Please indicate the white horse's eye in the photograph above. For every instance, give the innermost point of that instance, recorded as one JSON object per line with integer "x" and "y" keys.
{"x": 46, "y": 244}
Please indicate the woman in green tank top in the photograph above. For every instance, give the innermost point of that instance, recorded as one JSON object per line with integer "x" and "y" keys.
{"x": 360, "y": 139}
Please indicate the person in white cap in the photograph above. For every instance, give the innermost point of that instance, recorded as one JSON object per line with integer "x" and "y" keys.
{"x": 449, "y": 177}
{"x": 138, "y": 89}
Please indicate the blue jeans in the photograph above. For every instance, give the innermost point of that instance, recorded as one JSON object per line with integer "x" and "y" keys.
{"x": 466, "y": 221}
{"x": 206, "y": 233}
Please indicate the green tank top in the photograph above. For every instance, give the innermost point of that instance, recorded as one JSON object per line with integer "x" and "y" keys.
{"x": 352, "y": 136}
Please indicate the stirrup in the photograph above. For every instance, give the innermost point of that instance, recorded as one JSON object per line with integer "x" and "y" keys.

-----

▶ **What is needed**:
Copy the records word for word, from the line containing "Please indicate the green" through the end of the records, including both of those end lines.

▶ **Final answer**:
Please indicate the green tank top in the photograph above. For every instance, give the innermost point of that instance, recorded as one JSON object per line with integer "x" and "y" keys.
{"x": 352, "y": 136}
Please indicate the stirrup in the photograph above. For every instance, give the innermost point of that instance, recorded as one JSON object per line with integer "x" and "y" keys.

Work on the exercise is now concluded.